#### EXERCISE DIRECTIONS
With pictures left out, extract every line between the start of the records below and the line holding "Each instance of the snow patch", inclusive.

#### INPUT
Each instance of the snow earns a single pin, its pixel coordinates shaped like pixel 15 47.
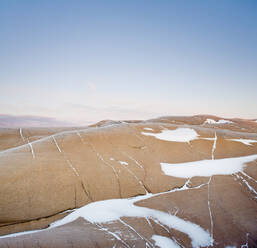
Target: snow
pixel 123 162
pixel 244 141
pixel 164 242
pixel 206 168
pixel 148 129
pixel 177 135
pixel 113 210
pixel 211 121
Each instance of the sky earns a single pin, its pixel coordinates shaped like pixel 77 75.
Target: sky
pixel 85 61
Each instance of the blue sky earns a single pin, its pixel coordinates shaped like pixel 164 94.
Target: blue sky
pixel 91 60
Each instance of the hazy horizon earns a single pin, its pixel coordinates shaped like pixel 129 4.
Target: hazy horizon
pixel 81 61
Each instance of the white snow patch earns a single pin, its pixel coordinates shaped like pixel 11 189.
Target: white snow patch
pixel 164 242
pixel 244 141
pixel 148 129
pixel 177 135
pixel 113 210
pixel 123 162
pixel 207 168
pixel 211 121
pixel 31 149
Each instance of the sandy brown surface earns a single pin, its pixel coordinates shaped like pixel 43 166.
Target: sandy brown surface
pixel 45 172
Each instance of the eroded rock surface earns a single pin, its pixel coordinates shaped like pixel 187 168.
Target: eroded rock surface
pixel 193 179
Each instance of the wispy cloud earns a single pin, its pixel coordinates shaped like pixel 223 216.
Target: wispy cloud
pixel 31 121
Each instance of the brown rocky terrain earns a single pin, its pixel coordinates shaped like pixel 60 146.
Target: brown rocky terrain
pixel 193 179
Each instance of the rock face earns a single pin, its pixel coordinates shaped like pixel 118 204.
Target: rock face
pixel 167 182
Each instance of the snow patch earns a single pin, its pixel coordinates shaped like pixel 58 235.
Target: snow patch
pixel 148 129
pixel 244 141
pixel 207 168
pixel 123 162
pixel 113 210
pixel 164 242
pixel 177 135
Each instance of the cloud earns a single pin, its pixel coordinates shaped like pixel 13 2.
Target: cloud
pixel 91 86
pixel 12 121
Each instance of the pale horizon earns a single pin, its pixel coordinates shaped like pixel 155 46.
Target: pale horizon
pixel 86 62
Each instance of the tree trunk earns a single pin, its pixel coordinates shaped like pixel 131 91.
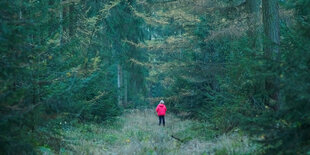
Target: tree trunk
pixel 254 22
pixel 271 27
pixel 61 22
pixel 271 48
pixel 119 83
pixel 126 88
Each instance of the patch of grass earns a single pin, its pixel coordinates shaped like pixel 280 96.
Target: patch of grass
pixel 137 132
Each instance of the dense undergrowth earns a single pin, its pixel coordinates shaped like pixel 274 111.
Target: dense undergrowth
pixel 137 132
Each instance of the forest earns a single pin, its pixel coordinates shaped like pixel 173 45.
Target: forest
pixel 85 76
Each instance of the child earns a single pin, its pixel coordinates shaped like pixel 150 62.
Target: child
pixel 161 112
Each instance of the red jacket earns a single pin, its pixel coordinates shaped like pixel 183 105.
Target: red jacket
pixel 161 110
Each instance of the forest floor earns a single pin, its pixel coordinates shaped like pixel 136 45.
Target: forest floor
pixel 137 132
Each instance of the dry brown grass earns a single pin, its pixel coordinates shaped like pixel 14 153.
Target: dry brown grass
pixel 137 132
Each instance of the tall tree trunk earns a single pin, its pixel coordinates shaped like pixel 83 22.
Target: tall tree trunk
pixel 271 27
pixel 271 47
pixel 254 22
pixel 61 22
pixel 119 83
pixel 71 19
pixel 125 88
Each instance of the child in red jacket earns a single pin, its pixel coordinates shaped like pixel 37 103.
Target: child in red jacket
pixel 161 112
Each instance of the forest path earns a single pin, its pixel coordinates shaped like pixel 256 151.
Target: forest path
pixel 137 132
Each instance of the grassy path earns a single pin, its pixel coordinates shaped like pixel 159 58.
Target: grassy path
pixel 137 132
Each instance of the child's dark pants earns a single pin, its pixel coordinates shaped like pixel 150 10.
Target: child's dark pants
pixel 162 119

#### TASK SOLUTION
Each instance of the snow earns a single pin, its pixel coordinates shaped like pixel 15 47.
Target: snow
pixel 123 162
pixel 244 141
pixel 164 242
pixel 206 168
pixel 148 129
pixel 177 135
pixel 113 210
pixel 211 121
Each instance of the sky earns a single pin, its pixel coordinates shaped like pixel 77 75.
Target: sky
pixel 85 61
Each instance of the blue sky earns a single pin, its pixel coordinates shaped like pixel 164 94.
Target: blue sky
pixel 91 60
Each instance of the hazy horizon earns a single pin, its pixel coordinates shaped like pixel 129 4.
Target: hazy horizon
pixel 81 61
Each instance of the white snow patch earns a single pin, its pixel coordinates shaped like pixel 11 189.
Target: white snow patch
pixel 164 242
pixel 244 141
pixel 148 129
pixel 177 135
pixel 113 210
pixel 123 162
pixel 207 168
pixel 211 121
pixel 31 149
Each instance of the sandy brown surface earns a single pin, its pixel coordinates shaped like pixel 43 166.
Target: sandy brown surface
pixel 45 172
Each instance of the eroded rock surface earns a single pin, its pixel coordinates shaped like pixel 187 168.
Target: eroded rock surface
pixel 193 179
Each instance of the wispy cloud earns a single pin, its pixel coordinates shaped like pixel 223 216.
Target: wispy cloud
pixel 31 121
Each instance of the brown rocky terrain earns a single pin, its pixel coordinates shaped like pixel 60 146.
Target: brown rocky terrain
pixel 193 179
Each instance of the rock face earns a single pin, its pixel coordinates shaped like pixel 118 204.
Target: rock face
pixel 167 182
Each instance of the snow patch earns a single pin, its pixel coordinates shaped like pixel 58 235.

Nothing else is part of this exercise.